PROBLEM DESCRIPTION:
Reproduce the listing below verbatim, beginning at the line containing "Reviewer note: make sure each instance of the wooden floor" and continuing through the line containing "[(288, 279)]".

RECORD SET:

■ ■ ■

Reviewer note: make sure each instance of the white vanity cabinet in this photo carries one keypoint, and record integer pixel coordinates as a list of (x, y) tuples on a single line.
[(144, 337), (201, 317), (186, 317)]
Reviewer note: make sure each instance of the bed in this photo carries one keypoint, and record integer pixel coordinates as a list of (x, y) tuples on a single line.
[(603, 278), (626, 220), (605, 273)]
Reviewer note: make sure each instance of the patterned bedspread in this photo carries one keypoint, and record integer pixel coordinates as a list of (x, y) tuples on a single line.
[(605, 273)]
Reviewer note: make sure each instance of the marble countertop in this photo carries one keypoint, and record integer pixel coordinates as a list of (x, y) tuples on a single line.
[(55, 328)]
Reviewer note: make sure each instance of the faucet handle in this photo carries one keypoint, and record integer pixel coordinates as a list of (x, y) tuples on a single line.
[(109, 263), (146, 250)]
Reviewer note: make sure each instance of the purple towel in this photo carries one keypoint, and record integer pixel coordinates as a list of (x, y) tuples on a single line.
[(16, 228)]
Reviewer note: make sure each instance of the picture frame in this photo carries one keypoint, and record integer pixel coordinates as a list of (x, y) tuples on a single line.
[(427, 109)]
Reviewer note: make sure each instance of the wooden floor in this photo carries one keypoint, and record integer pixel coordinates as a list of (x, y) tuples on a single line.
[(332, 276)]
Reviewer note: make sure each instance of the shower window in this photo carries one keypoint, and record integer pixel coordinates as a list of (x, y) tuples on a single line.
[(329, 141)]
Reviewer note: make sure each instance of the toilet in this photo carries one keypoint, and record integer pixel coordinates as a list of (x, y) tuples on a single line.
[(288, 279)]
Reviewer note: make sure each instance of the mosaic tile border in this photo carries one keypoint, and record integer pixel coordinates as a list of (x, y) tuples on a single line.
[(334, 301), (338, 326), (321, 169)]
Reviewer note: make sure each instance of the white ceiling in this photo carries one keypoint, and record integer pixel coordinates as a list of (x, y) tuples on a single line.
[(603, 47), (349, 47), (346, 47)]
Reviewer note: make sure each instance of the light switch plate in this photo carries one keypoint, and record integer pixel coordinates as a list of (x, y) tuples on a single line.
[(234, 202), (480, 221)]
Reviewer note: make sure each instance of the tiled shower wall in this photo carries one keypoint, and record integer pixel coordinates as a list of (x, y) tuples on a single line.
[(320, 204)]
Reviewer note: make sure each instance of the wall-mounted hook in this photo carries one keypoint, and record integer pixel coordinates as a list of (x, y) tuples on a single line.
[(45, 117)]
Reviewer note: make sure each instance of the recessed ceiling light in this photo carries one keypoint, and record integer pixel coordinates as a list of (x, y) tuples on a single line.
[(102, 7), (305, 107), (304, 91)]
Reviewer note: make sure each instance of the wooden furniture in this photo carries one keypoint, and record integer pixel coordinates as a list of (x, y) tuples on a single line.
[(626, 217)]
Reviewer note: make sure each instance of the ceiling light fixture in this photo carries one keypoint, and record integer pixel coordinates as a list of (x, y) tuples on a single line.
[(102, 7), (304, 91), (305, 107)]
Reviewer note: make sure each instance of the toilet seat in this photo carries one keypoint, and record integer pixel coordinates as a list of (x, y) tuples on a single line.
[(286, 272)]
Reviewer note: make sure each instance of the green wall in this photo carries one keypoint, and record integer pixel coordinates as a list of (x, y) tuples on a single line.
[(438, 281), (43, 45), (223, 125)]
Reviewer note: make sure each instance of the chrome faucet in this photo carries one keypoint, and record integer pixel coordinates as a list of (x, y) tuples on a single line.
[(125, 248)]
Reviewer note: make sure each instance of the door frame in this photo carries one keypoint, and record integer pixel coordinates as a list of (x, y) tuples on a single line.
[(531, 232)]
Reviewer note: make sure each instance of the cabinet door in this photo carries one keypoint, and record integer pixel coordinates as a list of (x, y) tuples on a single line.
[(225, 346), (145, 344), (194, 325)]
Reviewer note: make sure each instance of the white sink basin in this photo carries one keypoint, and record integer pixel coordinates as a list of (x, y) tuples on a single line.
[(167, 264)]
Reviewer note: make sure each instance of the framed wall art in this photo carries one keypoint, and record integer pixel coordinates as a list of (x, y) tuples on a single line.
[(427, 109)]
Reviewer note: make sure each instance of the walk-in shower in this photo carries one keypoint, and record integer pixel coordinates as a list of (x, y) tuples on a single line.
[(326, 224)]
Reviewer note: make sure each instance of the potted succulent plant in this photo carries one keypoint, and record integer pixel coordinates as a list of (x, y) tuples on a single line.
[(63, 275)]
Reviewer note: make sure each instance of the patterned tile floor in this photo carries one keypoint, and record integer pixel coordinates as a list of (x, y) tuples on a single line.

■ ■ ■

FINAL RESULT:
Reviewer note: make sure each instance of the wooden floor in this photo carries one keypoint, and record integer pixel coordinates as a list of (x, y) tuples on a single line.
[(332, 276)]
Reviewer note: make sure each instance of the shower window in this photo carries one keypoint, and record integer pixel coordinates as a list of (x, y) tuples on a single line.
[(329, 141)]
Reviewer note: make sure each instance of the toilet in this photo carries one keypoint, and record integer pixel coordinates as a list of (x, y) tuples on a single line.
[(288, 279)]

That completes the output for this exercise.